START Passage provided
(NEW YORK) — The majority of bird species in the U.S. face a grim future in coming decades if environmental efforts, such as mitigating climate change and decreasing habitat degradation and loss, are not implemented on a larger scale.
More than half of bird species in the U.S. are in decline, with plummeting populations across nearly all habitats, according to the U.S North American Bird Conservation Initiative’s 2022 State of the Birds report published in October.
About 70 species of birds have lost at least half of their populations in the past 50 years, and are poised to lose the other half in the next half-century if conservation efforts are not significantly ramped up, the report states. Those 70 species are not yet listed as threatened or endangered, but are at a tipping point, according to the report.
“It’s a tough time to be a bird right now,” Dustin Partridge, director of conservation science at New York City Audubon, told ABC News.
Birds face human-induced threats, such as climate change, disruption of natural systems, habitat loss, poaching, poisoning, outdoor cats, collisions into glass windows and the severe decline of bug populations, which many bird species feed on, according to experts.
But it’s important to note that because of the significant challenges all birds face, there should not be individual focus on saving one species of bird, but aim to promote the conservation of all, Partridge said.
Here are some of the most at risk species in the U.S.:
The piping plover, an “adorable” little bird that nests along the beaches of the Northeast and are found throughout the Northeast, Great Plains and Great Lakes, are fairing “really poorly,” Partridge said.
The species was hunted for its feathers — to be used in women’s hats — and experienced a dramatic decline in the 19th and 20th centuries, according to the U.S. Fish and Wildlife Service.
Its population has been on the rebound since 1991, with about 8,000 piping plovers currently in existence.
END Passage provided
Exercise description: Copy the section of the article on declining U.S. bird species that starts with "About 70 species" and ends with "to the report.", swapping "tipping point" for "breaking point".
START Record set
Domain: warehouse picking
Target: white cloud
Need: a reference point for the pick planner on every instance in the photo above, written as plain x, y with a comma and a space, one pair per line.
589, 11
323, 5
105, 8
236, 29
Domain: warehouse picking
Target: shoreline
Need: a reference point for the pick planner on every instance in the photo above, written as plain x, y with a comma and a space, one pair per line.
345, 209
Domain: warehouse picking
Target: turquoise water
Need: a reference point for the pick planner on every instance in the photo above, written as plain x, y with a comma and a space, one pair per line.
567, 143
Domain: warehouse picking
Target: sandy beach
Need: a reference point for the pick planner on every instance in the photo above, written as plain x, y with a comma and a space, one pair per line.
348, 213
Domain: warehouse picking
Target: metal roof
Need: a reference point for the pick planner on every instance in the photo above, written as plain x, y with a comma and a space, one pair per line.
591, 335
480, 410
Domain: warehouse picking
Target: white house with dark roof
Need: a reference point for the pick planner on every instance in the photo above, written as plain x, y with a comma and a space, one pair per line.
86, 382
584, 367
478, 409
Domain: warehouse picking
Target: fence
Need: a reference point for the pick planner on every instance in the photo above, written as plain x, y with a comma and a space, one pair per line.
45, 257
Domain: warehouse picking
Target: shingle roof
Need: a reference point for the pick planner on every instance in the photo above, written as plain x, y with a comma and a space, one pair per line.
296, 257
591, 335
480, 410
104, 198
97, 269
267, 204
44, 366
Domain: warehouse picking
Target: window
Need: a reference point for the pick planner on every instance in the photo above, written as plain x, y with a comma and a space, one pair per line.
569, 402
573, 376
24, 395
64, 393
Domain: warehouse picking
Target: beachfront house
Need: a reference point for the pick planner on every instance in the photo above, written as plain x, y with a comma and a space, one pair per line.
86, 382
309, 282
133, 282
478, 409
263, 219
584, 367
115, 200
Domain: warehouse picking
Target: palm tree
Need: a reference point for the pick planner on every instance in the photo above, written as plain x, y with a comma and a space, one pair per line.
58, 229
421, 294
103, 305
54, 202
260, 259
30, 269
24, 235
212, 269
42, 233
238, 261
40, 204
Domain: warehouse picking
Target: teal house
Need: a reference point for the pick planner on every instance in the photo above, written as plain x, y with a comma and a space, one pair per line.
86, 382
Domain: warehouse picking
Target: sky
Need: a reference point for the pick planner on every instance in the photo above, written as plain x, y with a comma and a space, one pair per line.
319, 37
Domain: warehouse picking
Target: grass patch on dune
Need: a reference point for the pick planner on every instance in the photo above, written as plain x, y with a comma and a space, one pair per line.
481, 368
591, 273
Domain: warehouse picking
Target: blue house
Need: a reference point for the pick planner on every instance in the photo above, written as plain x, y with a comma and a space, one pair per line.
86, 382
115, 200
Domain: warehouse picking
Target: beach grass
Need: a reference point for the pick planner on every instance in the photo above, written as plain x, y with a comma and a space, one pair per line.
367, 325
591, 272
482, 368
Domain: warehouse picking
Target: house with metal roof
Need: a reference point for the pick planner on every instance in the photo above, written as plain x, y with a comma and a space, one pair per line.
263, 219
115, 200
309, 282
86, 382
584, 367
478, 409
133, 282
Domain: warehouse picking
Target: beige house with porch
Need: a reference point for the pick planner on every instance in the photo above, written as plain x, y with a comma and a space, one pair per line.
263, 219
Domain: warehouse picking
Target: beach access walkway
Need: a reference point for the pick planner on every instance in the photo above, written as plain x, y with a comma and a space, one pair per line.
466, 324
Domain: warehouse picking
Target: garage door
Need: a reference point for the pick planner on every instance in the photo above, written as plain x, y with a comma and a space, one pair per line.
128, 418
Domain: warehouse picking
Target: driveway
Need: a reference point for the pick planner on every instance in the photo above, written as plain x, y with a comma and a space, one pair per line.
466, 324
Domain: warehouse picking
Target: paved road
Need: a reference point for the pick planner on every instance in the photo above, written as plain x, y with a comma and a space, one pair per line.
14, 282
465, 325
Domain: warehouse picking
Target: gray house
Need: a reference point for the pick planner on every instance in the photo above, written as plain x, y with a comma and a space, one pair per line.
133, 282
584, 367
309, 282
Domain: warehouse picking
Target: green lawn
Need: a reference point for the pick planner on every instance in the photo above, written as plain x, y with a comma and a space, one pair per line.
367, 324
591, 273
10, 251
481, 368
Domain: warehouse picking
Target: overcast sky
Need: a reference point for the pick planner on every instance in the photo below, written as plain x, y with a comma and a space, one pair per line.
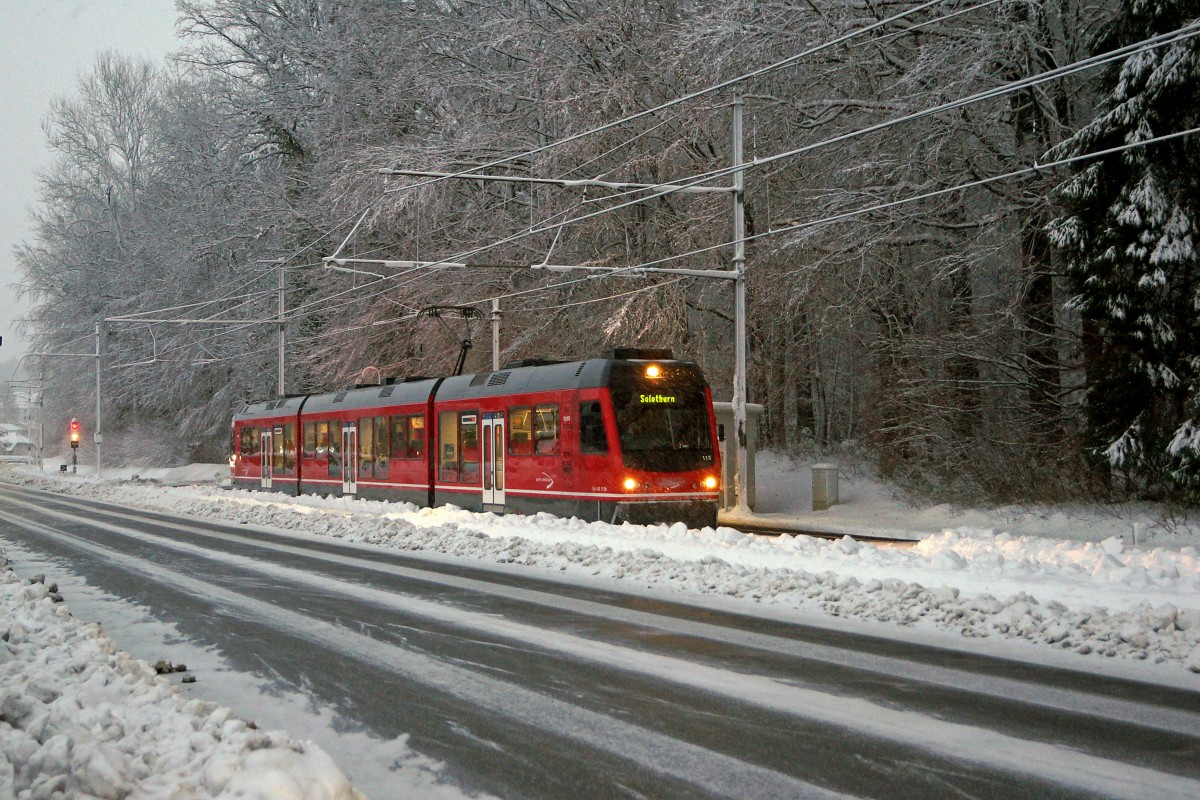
END Record set
Exercise solution:
About 70 species of birds have lost at least half of their populations in the past 50 years, and are poised to lose the other half in the next half-century if conservation efforts are not significantly ramped up, the report states. Those 70 species are not yet listed as threatened or endangered, but are at a breaking point, according to the report.